§ WHAT THIS TASK INVOLVES
Only the lines containing the string "Each" are needed; copy all of them from the listing.

================================

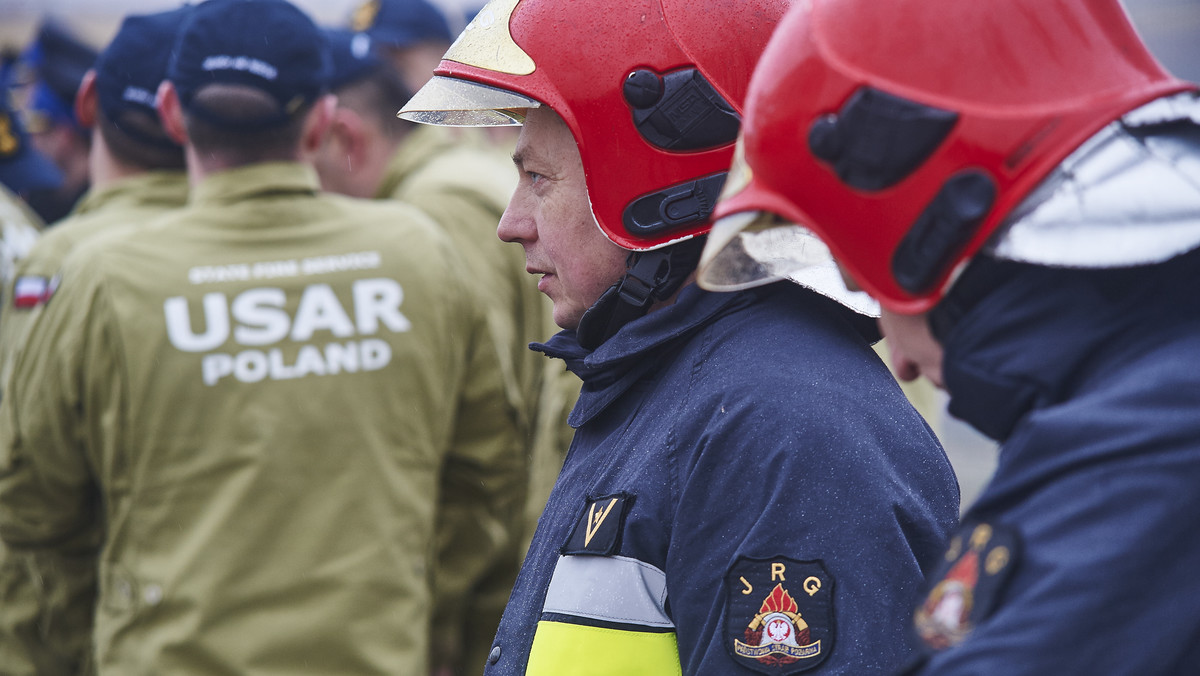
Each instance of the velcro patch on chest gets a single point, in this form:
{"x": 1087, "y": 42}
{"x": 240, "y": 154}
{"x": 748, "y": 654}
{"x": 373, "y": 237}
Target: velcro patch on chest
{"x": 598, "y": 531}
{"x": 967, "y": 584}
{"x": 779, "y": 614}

================================

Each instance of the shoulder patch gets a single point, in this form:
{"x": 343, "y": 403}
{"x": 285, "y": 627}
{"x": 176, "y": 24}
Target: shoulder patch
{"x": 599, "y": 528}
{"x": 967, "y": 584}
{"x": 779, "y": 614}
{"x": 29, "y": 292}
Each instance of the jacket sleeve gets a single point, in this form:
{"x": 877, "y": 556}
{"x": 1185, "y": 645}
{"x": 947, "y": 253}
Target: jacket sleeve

================================

§ SOLUTION TO THIS PROBLEM
Each instance of the velcro patch on chest gets a single point, in this form:
Each instance of the shoulder patch gets a single point, in this form:
Each instance of the jacket sleeve gets a single point, in this form:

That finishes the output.